-- Study text --
· · ·

However, due to the subjectivity of the rankings and the role of “eye test” and other non-quantitative assessments, the importance of particular datapoints is not entirely clear. Cleaning and analyzing the rankings may prove insightful as to what factors are seen as important to basketball experts, and whether having “top players” is connected to team success.
df <- read.csv('./data/nba_ringer_top100_UNTIDY.csv')
Let’s look at the data:
head(df)
## X1 X2 X3
## 1 Nikola Jokic Team: DEN Position: BIG
## 2 Field goals made: 9.3 Field goal percentage: 63.2
## 3 Free throw attempts: 6.1 Free throw percentage: 82.6
## 4 Assists: 10.0 Turnovers: 3.6
## 5 Giannis Antetokounmpo Team: MIL Position: BIG
## 6 Field goals made: 11.1 Field goal percentage: 53.8
## X4 X5
## 1 Age: 28 Points: 24.5
## 2 3-pointers made: 0.8 3-pointer percentage: 40.2
## 3 Offensive rebounds: 2.2 Defensive rebounds: 9.4
## 4 Steals: 1.3 Blocks: 0.7
## 5 Age: 28 Points: 31.3
## 6 3-pointers made: 0.8 3-pointer percentage: 27.0
I’d like to get some preliminary column names in, even if they’re somewhat meaningless and will be short-lived.
colnames(df) = c('player_name', 'values1', 'values2',
'values3', 'values4')
head(df)
## player_name values1 values2
## 1 Nikola Jokic Team: DEN Position: BIG
## 2 Field goals made: 9.3 Field goal percentage: 63.2
## 3 Free throw attempts: 6.1 Free throw percentage: 82.6
## 4 Assists: 10.0 Turnovers: 3.6
## 5 Giannis Antetokounmpo Team: MIL Position: BIG
## 6 Field goals made: 11.1 Field goal percentage: 53.8
## values3 values4
## 1 Age: 28 Points: 24.5
## 2 3-pointers made: 0.8 3-pointer percentage: 40.2
## 3 Offensive rebounds: 2.2 Defensive rebounds: 9.4
## 4 Steals: 1.3 Blocks: 0.7
## 5 Age: 28 Points: 31.3
## 6 3-pointers made: 0.8 3-pointer percentage: 27.0
I see that the data I care about are broken up arbitrarily across a number of columns. However, the player names–which I’d like to use as my row identifiers–all appear in column 1. I can make sure all relevant data is connected to those names by “filling” them down the table until we reach a new player.
#make sure blank strings are interpreted as null
df$player_name[df$player_name == ''] <- NA
#fill
df <- df %>%
fill(player_name)
head(df)

· · ·

-- Activities --
A – Give every column name that the colnames() call in the NBA rankings walkthrough assigns.
B – Carry on the NBA rankings walkthrough from its last line.
The listing that comes next has no connection to the NBA rankings walkthrough.

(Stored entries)
· · ·

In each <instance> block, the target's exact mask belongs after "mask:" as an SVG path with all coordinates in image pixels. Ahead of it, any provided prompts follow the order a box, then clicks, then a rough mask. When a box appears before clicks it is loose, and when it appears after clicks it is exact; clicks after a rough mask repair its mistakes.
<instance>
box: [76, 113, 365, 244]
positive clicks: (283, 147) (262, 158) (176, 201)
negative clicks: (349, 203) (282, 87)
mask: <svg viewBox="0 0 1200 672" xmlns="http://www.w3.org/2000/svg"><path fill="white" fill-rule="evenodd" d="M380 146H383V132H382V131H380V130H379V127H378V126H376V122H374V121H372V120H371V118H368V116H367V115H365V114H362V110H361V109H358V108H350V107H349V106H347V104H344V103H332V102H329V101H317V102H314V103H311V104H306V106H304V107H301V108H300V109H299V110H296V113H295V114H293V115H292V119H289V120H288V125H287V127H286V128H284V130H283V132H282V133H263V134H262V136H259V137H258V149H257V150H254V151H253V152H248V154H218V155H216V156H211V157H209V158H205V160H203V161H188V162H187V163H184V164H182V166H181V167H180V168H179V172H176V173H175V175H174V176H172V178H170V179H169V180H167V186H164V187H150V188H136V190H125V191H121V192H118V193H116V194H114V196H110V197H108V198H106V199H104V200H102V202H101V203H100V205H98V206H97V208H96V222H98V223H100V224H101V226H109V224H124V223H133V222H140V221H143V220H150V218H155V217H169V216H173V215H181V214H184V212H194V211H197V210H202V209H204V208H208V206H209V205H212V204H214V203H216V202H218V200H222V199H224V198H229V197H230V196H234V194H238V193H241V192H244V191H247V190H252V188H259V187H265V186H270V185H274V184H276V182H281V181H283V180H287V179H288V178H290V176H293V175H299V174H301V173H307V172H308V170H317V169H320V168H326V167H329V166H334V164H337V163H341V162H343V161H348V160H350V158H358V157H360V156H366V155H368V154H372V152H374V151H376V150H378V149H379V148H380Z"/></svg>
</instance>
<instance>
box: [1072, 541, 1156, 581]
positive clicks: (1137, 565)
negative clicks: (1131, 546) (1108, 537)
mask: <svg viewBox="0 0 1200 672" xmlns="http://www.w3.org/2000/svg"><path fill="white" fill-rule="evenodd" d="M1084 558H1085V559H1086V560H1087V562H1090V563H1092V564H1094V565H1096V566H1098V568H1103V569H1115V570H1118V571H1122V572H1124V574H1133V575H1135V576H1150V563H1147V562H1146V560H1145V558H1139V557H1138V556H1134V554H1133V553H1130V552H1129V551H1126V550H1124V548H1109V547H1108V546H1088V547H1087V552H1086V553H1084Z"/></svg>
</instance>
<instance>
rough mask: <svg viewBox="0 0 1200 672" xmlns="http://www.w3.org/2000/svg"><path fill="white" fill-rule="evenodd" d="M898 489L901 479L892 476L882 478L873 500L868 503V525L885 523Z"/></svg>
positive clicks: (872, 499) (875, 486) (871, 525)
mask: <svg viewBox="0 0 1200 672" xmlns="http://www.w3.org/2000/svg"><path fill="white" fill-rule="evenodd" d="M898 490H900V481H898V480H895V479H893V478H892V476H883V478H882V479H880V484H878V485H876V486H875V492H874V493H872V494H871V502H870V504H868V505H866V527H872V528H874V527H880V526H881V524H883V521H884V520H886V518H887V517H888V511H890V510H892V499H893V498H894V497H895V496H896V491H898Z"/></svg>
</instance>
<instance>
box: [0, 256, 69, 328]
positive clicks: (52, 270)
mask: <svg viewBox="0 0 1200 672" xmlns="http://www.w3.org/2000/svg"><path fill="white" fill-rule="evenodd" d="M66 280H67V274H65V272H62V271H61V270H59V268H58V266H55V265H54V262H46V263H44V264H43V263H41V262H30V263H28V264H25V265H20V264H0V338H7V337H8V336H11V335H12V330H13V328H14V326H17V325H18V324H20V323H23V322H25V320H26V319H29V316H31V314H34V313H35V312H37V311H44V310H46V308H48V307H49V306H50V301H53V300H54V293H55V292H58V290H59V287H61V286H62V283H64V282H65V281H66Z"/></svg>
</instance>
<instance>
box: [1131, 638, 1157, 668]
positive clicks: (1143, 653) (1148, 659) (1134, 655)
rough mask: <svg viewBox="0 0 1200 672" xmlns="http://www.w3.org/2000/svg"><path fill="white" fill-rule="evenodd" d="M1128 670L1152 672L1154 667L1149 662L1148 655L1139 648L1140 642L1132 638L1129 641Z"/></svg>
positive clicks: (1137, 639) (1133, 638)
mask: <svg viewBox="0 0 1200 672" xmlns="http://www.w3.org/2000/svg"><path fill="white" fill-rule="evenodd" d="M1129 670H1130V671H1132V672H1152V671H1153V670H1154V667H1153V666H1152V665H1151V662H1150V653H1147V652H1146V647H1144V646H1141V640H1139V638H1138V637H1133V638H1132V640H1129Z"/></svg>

· · ·

-- Responses --
A – player_name, values1, values2, values3, values4

B –
## player_name values1 values2
## 1 Nikola Jokic Team: DEN Position: BIG
## 2 Nikola Jokic Field goals made: 9.3 Field goal percentage: 63.2
## 3 Nikola Jokic Free throw attempts: 6.1 Free throw percentage: 82.6
## 4 Nikola Jokic Assists: 10.0 Turnovers: 3.6
## 5 Giannis Antetokounmpo Team: MIL Position: BIG
## 6 Giannis Antetokounmpo Field goals made: 11.1 Field goal percentage: 53.8
## values3 values4
## 1 Age: 28 Points: 24.5
## 2 3-pointers made: 0.8 3-pointer percentage: 40.2
## 3 Offensive rebounds: 2.2 Defensive rebounds: 9.4
## 4 Steals: 1.3 Blocks: 0.7
## 5 Age: 28 Points: 31.3
## 6 3-pointers made: 0.8 3-pointer percentage: 27.0
Now, I can pivot the data to be longer, consolidating all the metrics into one column. After that I can ditch the original “value” column names, which were arbitrary.
df <- df %>%
pivot_longer(
cols = seq(2,5)
)
#drop 'name', a set of arbitrary positional labels
df <- df %>%
subset(select = -c(name))
head(df)
## # A tibble: 6 × 2
## player_name value
## <chr> <chr>
## 1 Nikola Jokic Team: DEN
## 2 Nikola Jokic Position: BIG
## 3 Nikola Jokic Age: 28
## 4 Nikola Jokic Points: 24.5
## 5 Nikola Jokic Field goals made: 9.3
## 6 Nikola Jokic Field goal percentage: 63.2
All the values have a colon and space, we should be able to split out two columns by that separator. So the left column is the name and the right is the value.
df <- df %>%
separate(col = value,
into = c('variable', 'value'),
sep = ': ')
head(df)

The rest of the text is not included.